Data entries:
- - - -
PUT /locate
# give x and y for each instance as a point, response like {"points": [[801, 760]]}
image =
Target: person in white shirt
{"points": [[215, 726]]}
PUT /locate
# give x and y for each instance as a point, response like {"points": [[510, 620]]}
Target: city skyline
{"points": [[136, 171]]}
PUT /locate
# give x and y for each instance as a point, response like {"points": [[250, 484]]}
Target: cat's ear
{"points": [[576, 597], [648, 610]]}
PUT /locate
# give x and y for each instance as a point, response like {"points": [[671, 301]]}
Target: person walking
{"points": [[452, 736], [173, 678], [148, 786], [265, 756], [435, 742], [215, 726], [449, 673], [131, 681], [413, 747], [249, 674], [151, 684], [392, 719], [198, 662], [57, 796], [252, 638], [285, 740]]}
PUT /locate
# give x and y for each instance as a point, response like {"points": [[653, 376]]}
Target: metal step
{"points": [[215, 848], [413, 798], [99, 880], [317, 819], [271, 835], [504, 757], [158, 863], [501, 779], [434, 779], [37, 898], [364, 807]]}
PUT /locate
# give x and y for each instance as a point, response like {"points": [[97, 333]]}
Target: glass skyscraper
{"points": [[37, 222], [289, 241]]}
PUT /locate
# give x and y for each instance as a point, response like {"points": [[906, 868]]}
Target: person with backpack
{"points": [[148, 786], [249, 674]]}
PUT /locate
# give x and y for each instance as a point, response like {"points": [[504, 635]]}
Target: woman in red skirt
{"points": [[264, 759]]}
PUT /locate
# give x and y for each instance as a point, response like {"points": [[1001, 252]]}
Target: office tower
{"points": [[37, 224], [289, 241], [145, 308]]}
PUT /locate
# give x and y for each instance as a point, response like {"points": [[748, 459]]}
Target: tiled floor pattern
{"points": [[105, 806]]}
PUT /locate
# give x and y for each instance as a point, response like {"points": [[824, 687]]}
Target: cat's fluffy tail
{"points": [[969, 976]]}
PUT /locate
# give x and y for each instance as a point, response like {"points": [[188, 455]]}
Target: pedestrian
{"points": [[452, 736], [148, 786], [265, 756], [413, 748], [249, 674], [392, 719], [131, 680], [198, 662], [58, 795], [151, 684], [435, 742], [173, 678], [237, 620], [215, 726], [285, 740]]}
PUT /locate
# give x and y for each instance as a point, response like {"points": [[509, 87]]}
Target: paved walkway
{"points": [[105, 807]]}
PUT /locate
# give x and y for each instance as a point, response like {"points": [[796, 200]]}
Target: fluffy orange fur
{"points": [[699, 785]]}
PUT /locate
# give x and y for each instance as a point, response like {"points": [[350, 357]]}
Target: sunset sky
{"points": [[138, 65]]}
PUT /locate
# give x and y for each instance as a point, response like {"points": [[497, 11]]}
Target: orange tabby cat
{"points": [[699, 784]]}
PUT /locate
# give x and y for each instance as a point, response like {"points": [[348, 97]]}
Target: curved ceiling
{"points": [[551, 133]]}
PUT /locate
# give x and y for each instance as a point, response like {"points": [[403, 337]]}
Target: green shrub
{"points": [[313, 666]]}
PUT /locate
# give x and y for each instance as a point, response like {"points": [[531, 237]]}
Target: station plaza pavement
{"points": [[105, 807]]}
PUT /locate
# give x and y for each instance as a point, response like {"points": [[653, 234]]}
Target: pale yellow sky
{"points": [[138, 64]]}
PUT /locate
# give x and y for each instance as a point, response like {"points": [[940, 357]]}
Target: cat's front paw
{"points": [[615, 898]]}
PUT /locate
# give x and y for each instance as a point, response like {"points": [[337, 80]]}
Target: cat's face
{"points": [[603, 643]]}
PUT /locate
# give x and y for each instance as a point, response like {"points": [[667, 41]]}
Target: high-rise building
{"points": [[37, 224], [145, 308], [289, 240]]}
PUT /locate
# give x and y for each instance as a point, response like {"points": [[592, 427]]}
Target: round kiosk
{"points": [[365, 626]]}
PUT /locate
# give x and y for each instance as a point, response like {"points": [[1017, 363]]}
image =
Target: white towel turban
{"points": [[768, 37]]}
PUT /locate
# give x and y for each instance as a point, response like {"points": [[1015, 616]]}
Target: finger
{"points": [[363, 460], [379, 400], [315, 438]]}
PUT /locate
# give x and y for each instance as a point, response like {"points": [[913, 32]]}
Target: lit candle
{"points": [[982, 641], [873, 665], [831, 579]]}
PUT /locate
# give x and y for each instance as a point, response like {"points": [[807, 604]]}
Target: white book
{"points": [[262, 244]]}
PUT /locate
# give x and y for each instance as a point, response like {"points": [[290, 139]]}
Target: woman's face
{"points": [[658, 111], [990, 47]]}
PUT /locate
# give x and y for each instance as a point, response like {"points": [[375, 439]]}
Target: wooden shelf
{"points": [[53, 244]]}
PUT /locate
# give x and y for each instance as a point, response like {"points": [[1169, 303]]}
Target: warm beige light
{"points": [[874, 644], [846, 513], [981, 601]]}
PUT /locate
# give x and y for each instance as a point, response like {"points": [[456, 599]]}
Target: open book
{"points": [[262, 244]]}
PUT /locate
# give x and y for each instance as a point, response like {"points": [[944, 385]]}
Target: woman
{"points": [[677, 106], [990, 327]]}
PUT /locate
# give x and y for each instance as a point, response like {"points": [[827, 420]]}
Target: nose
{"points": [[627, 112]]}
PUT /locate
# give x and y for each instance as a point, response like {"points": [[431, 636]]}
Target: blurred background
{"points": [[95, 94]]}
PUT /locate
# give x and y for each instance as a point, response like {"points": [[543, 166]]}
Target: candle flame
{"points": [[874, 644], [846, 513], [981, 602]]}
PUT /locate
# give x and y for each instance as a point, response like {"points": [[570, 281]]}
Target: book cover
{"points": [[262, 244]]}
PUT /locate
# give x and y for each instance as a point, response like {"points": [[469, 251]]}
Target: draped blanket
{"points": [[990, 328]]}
- - - -
[Stated task] Write the material out exactly, with nothing left out.

[Exercise output]
PUT /locate
# give x and y for each instance as a point, response like {"points": [[801, 760]]}
image =
Target: person in white shirt
{"points": [[215, 726]]}
PUT /locate
# give x and y for each instance as a point, response like {"points": [[510, 620]]}
Target: city skyline
{"points": [[136, 171]]}
PUT /locate
# give x and y for each instance as a point, response like {"points": [[250, 484]]}
Target: cat's ear
{"points": [[576, 597], [648, 610]]}
PUT /locate
# give x and y for each instance as a point, response like {"points": [[671, 301]]}
Target: person walking
{"points": [[452, 736], [173, 678], [148, 786], [265, 756], [435, 742], [215, 726], [449, 673], [131, 681], [413, 747], [249, 674], [151, 684], [392, 719], [198, 662], [57, 796], [252, 638], [285, 740]]}
PUT /locate
# give x and y for each instance as a point, response like {"points": [[653, 376]]}
Target: metal step
{"points": [[215, 848], [413, 798], [99, 880], [317, 819], [271, 835], [504, 757], [158, 863], [501, 779], [434, 779], [37, 898], [364, 807]]}
PUT /locate
# give x and y for each instance as a point, response like {"points": [[97, 333]]}
Target: glass skyscraper
{"points": [[37, 222], [289, 241]]}
PUT /locate
# give x and y for each instance as a point, response like {"points": [[906, 868]]}
Target: person with backpack
{"points": [[148, 786], [249, 674]]}
PUT /locate
# give x and y for each instance as a point, response like {"points": [[504, 635]]}
Target: woman in red skirt
{"points": [[264, 759]]}
PUT /locate
# give x and y for each instance as a point, response like {"points": [[1001, 252]]}
Target: office tower
{"points": [[37, 224], [289, 241], [145, 308]]}
PUT /locate
# give x and y for each instance as a point, response like {"points": [[748, 459]]}
Target: tiled floor pattern
{"points": [[105, 806]]}
PUT /locate
# give x and y for each instance as a point, response like {"points": [[824, 687]]}
Target: cat's fluffy tail
{"points": [[969, 976]]}
PUT /locate
# give x and y for each instance as a point, response like {"points": [[188, 455]]}
Target: pedestrian
{"points": [[452, 736], [148, 786], [265, 756], [413, 748], [249, 674], [392, 719], [131, 680], [198, 662], [58, 795], [151, 684], [435, 742], [173, 678], [237, 620], [215, 726], [285, 740]]}
PUT /locate
# give x and y for each instance as a point, response like {"points": [[509, 87]]}
Target: paved walkway
{"points": [[105, 807]]}
PUT /locate
# give x and y for each instance as a point, response like {"points": [[796, 200]]}
Target: fluffy orange fur
{"points": [[699, 785]]}
PUT /locate
# give x and y for each instance as a point, response like {"points": [[350, 357]]}
Target: sunset sky
{"points": [[138, 65]]}
PUT /locate
# give x and y for each instance as a point, response like {"points": [[497, 11]]}
Target: orange tabby cat
{"points": [[699, 784]]}
PUT /locate
# give x and y for each instance as a point, response like {"points": [[348, 97]]}
Target: curved ceiling
{"points": [[551, 133]]}
PUT /locate
# give x and y for each instance as a point, response like {"points": [[403, 337]]}
Target: green shrub
{"points": [[313, 666]]}
PUT /locate
# give x and y for each instance as a point, response like {"points": [[531, 237]]}
Target: station plaza pavement
{"points": [[105, 807]]}
PUT /locate
# give x and y for each instance as a point, response like {"points": [[653, 234]]}
Target: pale yellow sky
{"points": [[138, 64]]}
PUT /locate
# give x and y for each instance as a point, response like {"points": [[940, 357]]}
Target: cat's front paw
{"points": [[615, 898]]}
PUT /locate
# give x and y for each instance as a point, response like {"points": [[337, 80]]}
Target: cat's face
{"points": [[603, 643]]}
PUT /locate
# give x and y for each instance as a point, response like {"points": [[667, 41]]}
Target: high-rise building
{"points": [[37, 224], [145, 308], [289, 240]]}
PUT /locate
# give x and y for each instance as a point, response like {"points": [[592, 427]]}
Target: round kiosk
{"points": [[365, 626]]}
PUT /locate
# give x and y for each instance as a point, response like {"points": [[1017, 363]]}
image =
Target: white towel turban
{"points": [[768, 37]]}
PUT /locate
# give x and y for each instance as a point, response like {"points": [[1015, 616]]}
Target: finger
{"points": [[363, 460], [379, 400], [315, 438]]}
PUT /locate
# give x and y for each instance as a point, response like {"points": [[913, 32]]}
Target: lit candle
{"points": [[982, 641], [873, 665], [831, 579]]}
PUT /locate
# give x and y for each instance as a point, response like {"points": [[807, 604]]}
Target: white book
{"points": [[262, 244]]}
PUT /locate
# give x and y for each instance as a point, response like {"points": [[290, 139]]}
Target: woman's face
{"points": [[658, 111], [990, 47]]}
PUT /locate
# give x and y for each instance as a point, response like {"points": [[375, 439]]}
Target: wooden shelf
{"points": [[53, 244]]}
PUT /locate
# give x and y for each instance as a point, response like {"points": [[1169, 303]]}
Target: warm beige light
{"points": [[874, 644], [846, 513], [981, 601]]}
PUT /locate
# give x and y for each instance as a point, response like {"points": [[456, 599]]}
Target: open book
{"points": [[262, 244]]}
PUT /locate
# give x and y for each instance as a point, response like {"points": [[944, 385]]}
Target: woman
{"points": [[677, 106], [990, 327]]}
PUT /locate
# give x and y for each instance as a point, response like {"points": [[827, 420]]}
Target: nose
{"points": [[627, 112]]}
PUT /locate
# give x and y for each instance as a point, response like {"points": [[431, 636]]}
Target: blurred background
{"points": [[95, 94]]}
PUT /locate
# give x and y for each instance as a point, response like {"points": [[543, 166]]}
Target: candle flame
{"points": [[874, 644], [846, 513], [981, 602]]}
PUT /locate
# give x and y for each instance as a point, response like {"points": [[570, 281]]}
Target: book cover
{"points": [[262, 244]]}
PUT /locate
# give x and y for each instance as a point, response like {"points": [[469, 251]]}
Target: draped blanket
{"points": [[990, 328]]}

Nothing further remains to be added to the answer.